> _Given text_
◇ ◇ ◇ ◇ ◇ ◇ ◇

The call returns an ibv_mr:

// libibverbs/include/infiniband/verbs.h:448
struct ibv_mr {
    struct ibv_context     *context;
    struct ibv_pd          *pd;
    void                   *addr;     // registered virtual address
    size_t                  length;
    uint32_t                handle;   // kernel-side handle
    uint32_t                lkey;     // Local Key
    uint32_t                rkey;     // Remote Key
};

The two essential outputs are the lkey and rkey. Think of them as hotel keycards: you (the MR owner) ask the front desk (the NIC) to make a keycard (rkey) and hand it to the guest (the remote peer). The guest swipes the card to enter your room; without the card, the door stays locked. You can also choose to issue a read-only card (REMOTE_READ) or a card that supports both read and write (REMOTE_READ | REMOTE_WRITE).

lkey: used in ibv_sge.lkey when posting WRs; the local NIC uses it to look up entries in the MTT and verify permissions.
rkey: shared out-of-band (via SEND/RECV, TCP, etc.) with the remote side. The remote peer fills it into wr.rdma.rkey when it issues RDMA_WRITE / RDMA_READ; the remote NIC uses it to validate authorizations and walk its MTT.

◇ ◇ ◇ ◇ ◇ ◇ ◇

> _Problems and tasks_
a) Answer these questions using the text on memory region keys:
(i) Which field of struct ibv_mr carries the comment "kernel-side handle"?
(ii) In the hotel keycard comparison, what plays the part of the front desk?
(iii) Into which field does the remote peer put the rkey when it issues RDMA_WRITE / RDMA_READ?
b) Summarize the text on memory region keys in two sentences.
c) Resume the text on memory region keys, starting right after its last line.
The records have no connection to the text on memory region keys.

Dataset records about object locations

◇ ◇ ◇ ◇ ◇ ◇ ◇

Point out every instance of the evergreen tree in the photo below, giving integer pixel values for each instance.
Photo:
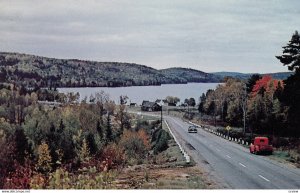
(291, 92)
(291, 53)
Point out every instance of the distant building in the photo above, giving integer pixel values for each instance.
(150, 106)
(132, 105)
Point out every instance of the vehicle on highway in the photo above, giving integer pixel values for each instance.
(192, 129)
(261, 145)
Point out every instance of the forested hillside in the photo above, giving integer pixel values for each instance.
(244, 76)
(33, 71)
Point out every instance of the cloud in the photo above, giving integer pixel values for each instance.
(207, 35)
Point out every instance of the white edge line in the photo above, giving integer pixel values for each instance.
(264, 178)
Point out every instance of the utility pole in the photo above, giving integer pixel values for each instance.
(161, 104)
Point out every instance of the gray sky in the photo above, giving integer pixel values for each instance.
(208, 35)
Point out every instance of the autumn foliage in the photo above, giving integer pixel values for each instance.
(266, 83)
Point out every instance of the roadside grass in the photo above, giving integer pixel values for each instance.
(166, 170)
(286, 156)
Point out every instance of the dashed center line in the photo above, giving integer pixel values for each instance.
(264, 178)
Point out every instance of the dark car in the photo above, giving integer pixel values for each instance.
(192, 129)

◇ ◇ ◇ ◇ ◇ ◇ ◇

> _Answers to each task_
a)
(i) The handle field (uint32_t handle).
(ii) The NIC.
(iii) wr.rdma.rkey.

b) Registering memory returns an ibv_mr structure whose two essential outputs are the lkey and the rkey, which work like hotel keycards that can grant read-only or read-and-write access. The local NIC uses the lkey, placed in ibv_sge.lkey when posting WRs, to look up MTT entries and check permissions, while the rkey is shared out-of-band with the remote peer, whose NIC uses it to validate authorizations and walk its MTT.

c)
Local post of RDMA_WRITE:
  sge.addr   = local_buf         ← where the data is read from
  sge.lkey   = local_mr->lkey    ← local NIC uses this to look up the local MTT
  wr.remote_addr = remote_buf    ← the destination on the remote side
  wr.rkey    = remote_mr->rkey   ← remote NIC uses this to validate and locate the remote MR

Access flags

// libibverbs/include/infiniband/verbs.h:402
enum ibv_access_flags {
    IBV_ACCESS_LOCAL_WRITE   = 1,       // local NIC may write (needed for RECV buffers or local RDMA_READ targets)
    IBV_ACCESS_REMOTE_WRITE  = (1<<1),  // allow remote RDMA_WRITE
    IBV_ACCESS_REMOTE_READ   = (1<<2),  // allow remote RDMA_READ
    IBV_ACCESS_REMOTE_ATOMIC = (1<<3),  // allow remote atomic operations
    IBV_ACCESS_ON_DEMAND     = (1<<6),  // ODP on-demand paging, no pinning (special usage)
};

Hardware rule: REMOTE_WRITE must be paired with LOCAL_WRITE. Remote writes are ultimately DMA writes performed by the local NIC. Without LOCAL_WRITE, the NIC rejects the request. Local read is always enabled by default and does not need to be set explicitly.

Registration costs

Registration is not free:

ibv_reg_mr traverses page tables and calls get_user_pages, so it goes through the syscall path. On a CX7 NIC, registering a buffer is around 40GB/s (after the pages are faulted in—pure registration overhead). In other words, registering a 40GB buffer takes about 1 second per NIC, or 8 seconds if you register it on eight NICs.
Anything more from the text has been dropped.